PASSAGE TO READ —

Last Modified: 11 Aug 2011 08:43
Two people were killed in the explosion in a car park in Antelias, a suburb of Beirut [AFP]

A blast in a northern suburb of Beirut, the Lebanese capital, has killed at least two people, according to a police official.

"Two people were killed in the blast that took place in a parking lot, near a commercial centre," the official said, speaking on condition of anonymity.

The two victims were identified as Ihsan Dia and Hassan Nassar, the AFP news agency reported.

Lebanese television said Dia and Nassar were believed to have been handling explosives inside their vehicle when the blast went off in Antelias.

Marwan Charbel, the interior minister, told local news channel OTV that the two young men who were killed were car dealers, and that the blast had not targeted a judge, as some earlier reports had suggested.

"Our investigation so far does not point to an act of sabotage," he said.

Security officials said it was not immediately clear if the bomb went off by mistake or whether it had a timer.

"They were either holding the bomb or had explosives strapped to their bodies when the blast occurred," said one official. "Their bodies were torn apart."

"We also believe they were sitting inside a car or standing right next to it," he said.

A witness told AFP he saw rescuers carrying away from the site a man whose arm and leg had been torn off in the explosion.

A pool of blood could be seen on the ground in the car park.

Earlier violence

Earlier in the day, a police official said a car belonging to the son of Lebanese judge Albert Serhan was in the car park when the blast went off but initial reports were unclear as to whether it was targeted specifically.

WHAT IS NEEDED — From the news report on the Beirut blast, return the passage from "Marwan Charbel, the interior" up to and including "the car park.", copied word for word.

STUDY MATERIAL —

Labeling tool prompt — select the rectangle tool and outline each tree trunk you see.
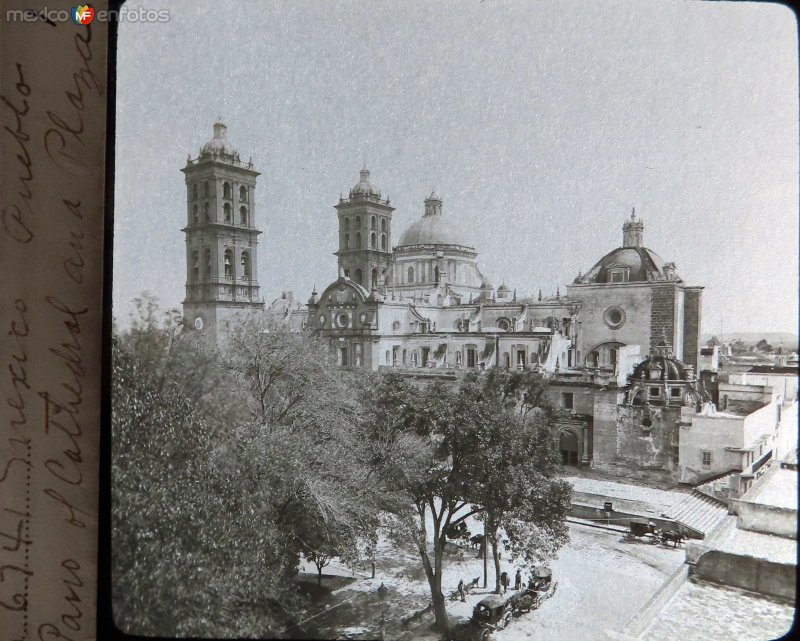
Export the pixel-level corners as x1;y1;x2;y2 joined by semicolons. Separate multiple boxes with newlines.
491;527;500;594
417;508;450;636
431;537;450;636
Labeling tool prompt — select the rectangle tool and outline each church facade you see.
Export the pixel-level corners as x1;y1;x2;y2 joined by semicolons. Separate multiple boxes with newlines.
307;169;702;376
182;123;703;480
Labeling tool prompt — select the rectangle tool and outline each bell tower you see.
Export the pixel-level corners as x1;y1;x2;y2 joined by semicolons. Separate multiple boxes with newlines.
181;122;264;339
334;167;394;290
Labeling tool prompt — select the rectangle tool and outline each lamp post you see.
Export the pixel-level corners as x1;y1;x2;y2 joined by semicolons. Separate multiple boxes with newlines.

RESPONSE AREA —
Marwan Charbel, the interior minister, told local news channel OTV that the two young men who were killed were car dealers, and that the blast had not targeted a judge, as some earlier reports had suggested.

"Our investigation so far does not point to an act of sabotage," he said.

Security officials said it was not immediately clear if the bomb went off by mistake or whether it had a timer.

"They were either holding the bomb or had explosives strapped to their bodies when the blast occurred," said one official. "Their bodies were torn apart."

"We also believe they were sitting inside a car or standing right next to it," he said.

A witness told AFP he saw rescuers carrying away from the site a man whose arm and leg had been torn off in the explosion.

A pool of blood could be seen on the ground in the car park.